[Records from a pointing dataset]
....

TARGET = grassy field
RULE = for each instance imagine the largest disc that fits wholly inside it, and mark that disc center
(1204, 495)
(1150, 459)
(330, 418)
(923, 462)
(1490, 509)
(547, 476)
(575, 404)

....

[WHAT TO PRODUCE]
Switch "disc" to "circle" wherever it occurs in the lines above, and reproduce all of the lines with nothing else altered.

[ANSWER IN FULL]
TARGET = grassy field
RULE = for each instance imagine the largest circle that fits wholly inside it, and mark that circle center
(1204, 495)
(1150, 459)
(330, 418)
(923, 462)
(1490, 509)
(547, 476)
(575, 404)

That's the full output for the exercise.